● Problems and tasks:
[1] Print the passage on the COMT paralogue LRTOMT from "COMT has one" up to and including "that of COMT.".
[2] Continue the passage on the COMT paralogue LRTOMT, picking up after its final sentence.

● Source text:
------------------------------------

COMT has one paralogue gene, a second gene with very similar function which was derived from the same ancestral gene. That paralogue of COMT is a gene Leucine rich transmembrane and O-Methyltransferase domain containing (LRTOMT) (www. ebi.ac.uk). It has been named COMT2 by another research group 66. Its function is the same as COMT and it also has two isoforms, a membrane bound and a cytosolic form, and their distribution appears similar to that of COMT.

LRTOMT is located on the 11th chromosome between base pair 71791382 and 71821828 and has 22 transcripts and 55 exons. It has 547 polymorphic variants and 9 regulatory elements. The protein produced has 291 amino acids and a molecular weight of 32kDa (www.genecards.org).

It has the same functions as COMT although an additional function has been described. This additional function is in auditory receptor cell development 67. Mutations in this gene have been linked to a form of sensorineural hearing loss, as the mutation results in damage to the receptors of the inner ear, its related nerve pathways and the auditory reception area of the brain [68-71]. Interestingly, in addition to the relationship between LRTOMT and sensorineural hearing loss, alterations in COMT have also been linked to sensorineural hearing loss [72] and drug induced hearing loss associated with COMT polymorphic variant (rs9332377) [73].

------------------------------------

● Material provided:
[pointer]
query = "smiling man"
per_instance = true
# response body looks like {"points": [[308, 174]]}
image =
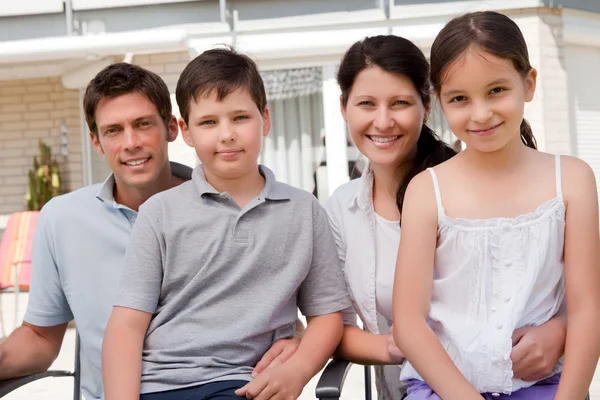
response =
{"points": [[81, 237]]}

------------------------------------

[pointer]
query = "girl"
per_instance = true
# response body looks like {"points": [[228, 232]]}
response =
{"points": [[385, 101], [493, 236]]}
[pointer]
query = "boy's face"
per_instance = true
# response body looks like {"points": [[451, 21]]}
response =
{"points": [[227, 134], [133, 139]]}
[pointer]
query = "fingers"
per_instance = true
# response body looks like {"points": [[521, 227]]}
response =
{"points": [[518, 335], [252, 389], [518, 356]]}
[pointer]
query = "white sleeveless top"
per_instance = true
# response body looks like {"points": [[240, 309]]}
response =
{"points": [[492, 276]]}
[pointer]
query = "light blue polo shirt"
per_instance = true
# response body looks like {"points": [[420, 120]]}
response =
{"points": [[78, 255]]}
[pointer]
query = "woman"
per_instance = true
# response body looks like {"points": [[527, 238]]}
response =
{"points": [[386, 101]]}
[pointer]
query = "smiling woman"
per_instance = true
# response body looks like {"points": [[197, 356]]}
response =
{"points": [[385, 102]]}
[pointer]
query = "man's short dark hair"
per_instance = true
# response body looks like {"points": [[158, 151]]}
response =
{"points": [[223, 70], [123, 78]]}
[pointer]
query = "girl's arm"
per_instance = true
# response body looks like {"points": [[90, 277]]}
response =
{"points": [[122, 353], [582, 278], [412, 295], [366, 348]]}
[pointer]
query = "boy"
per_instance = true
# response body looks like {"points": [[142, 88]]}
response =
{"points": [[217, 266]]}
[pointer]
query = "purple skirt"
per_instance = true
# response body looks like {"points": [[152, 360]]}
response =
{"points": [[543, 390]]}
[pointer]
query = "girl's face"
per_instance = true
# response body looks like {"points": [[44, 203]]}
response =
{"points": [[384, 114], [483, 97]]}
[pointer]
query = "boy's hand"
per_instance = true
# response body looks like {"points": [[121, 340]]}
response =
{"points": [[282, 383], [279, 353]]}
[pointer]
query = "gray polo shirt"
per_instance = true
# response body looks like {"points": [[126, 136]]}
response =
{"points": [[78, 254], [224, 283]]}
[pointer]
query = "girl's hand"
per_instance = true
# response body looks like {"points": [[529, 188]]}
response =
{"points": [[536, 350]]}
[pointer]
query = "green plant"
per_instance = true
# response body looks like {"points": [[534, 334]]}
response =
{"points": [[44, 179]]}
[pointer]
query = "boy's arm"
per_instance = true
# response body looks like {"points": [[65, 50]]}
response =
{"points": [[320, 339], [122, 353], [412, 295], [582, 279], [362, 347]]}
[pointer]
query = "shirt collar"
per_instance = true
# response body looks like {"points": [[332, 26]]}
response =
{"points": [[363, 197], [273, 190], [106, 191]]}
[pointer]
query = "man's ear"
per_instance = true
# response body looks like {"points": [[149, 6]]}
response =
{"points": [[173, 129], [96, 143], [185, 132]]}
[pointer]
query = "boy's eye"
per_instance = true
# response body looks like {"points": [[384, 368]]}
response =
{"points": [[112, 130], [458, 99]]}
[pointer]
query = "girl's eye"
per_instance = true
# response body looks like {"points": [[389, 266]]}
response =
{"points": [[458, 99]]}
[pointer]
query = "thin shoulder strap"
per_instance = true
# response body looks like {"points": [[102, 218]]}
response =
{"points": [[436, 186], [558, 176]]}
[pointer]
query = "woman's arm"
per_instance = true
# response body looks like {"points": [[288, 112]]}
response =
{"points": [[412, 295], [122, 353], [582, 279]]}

------------------------------------

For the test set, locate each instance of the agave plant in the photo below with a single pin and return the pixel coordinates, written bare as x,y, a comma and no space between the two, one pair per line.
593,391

------------------------------------

● Written responses:
[1]
COMT has one paralogue gene, a second gene with very similar function which was derived from the same ancestral gene. That paralogue of COMT is a gene Leucine rich transmembrane and O-Methyltransferase domain containing (LRTOMT) (www. ebi.ac.uk). It has been named COMT2 by another research group 66. Its function is the same as COMT and it also has two isoforms, a membrane bound and a cytosolic form, and their distribution appears similar to that of COMT.

[2]
 
Gene Polymorphism Population Distribution

There are several polymorphisms noted within the COMT gene. The most common polymorphism is the slow reactive polymorphic allele COMT108/158 and the racial distribution of this has been studied. Palmatier et al [74] assessed the variation in the slow COMT108/158 allele within 1314 individuals from many parts of the planet. Figure 2 shows the proportion of subjects who are homozygous and heterozygous for the COMT108/158 allele. The lowest levels of the COMT108/158 allele frequency were found in the African, Asian and South American populations. Even those populations had significant variations such as in the African group (range +ve 7% - 38%). At the other end of the scale were the northern European population (range +ve 51% - 62%). No Southern European data was available in this study but the Middle-eastern data (range +ve 33% - 38%) was intermediary between the Northern European and the African/Asian grouping. Other studies have found that the Southern European frequency of the COMT108/158 allele to be in the range (45%-47%) [75], which is intermediary between Northern European and Middle-eastern frequencies.
 
Figure 2. Distribution of the COMT108/158 allele in multiple racial groups (Palmatier et al, 1999).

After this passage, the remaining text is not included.